(Saved data entries)
--------------------

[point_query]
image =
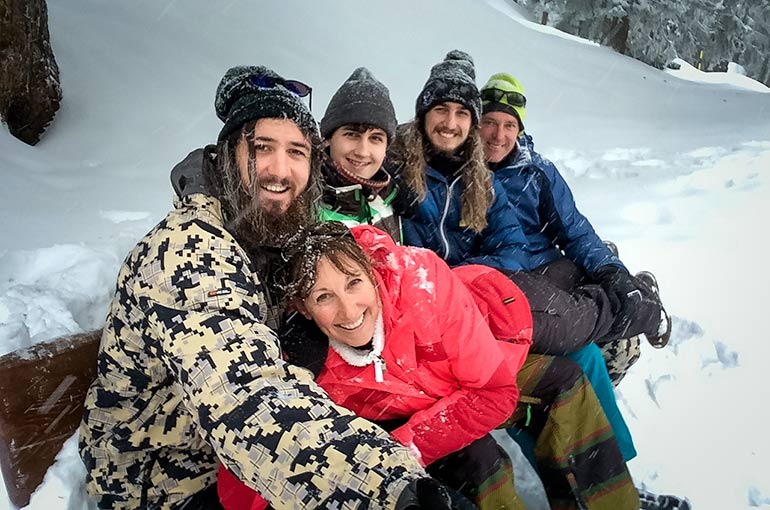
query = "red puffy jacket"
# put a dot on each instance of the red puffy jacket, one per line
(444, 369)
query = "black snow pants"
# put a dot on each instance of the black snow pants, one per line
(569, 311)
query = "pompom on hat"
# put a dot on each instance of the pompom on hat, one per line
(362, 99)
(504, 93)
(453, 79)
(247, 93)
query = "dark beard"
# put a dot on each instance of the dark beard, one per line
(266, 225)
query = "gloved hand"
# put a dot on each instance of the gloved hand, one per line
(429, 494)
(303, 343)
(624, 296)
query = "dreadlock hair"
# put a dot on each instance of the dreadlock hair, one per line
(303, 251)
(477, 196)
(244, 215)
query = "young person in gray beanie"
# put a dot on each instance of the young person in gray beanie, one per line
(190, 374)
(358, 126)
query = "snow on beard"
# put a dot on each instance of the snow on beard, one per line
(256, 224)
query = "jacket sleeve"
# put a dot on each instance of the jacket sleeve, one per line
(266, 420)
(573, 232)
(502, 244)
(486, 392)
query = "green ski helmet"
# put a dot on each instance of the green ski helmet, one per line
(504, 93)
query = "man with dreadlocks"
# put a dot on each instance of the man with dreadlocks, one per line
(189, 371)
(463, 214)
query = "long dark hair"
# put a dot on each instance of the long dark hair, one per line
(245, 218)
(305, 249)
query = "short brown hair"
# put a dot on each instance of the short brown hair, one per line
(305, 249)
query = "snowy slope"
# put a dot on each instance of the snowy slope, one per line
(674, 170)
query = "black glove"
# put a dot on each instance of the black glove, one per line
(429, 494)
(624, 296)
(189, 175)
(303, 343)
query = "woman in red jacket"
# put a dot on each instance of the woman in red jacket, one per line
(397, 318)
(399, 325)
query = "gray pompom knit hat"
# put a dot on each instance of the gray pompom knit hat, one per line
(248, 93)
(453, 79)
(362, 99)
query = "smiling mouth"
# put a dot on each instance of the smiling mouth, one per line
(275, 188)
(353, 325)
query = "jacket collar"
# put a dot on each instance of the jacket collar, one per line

--------------------

**What you need to do:** Wherever "collar" appears in a line of the entries, copy that line.

**Solution:**
query = "jacket collar"
# put a dot on each instance of the jacket collar, one per line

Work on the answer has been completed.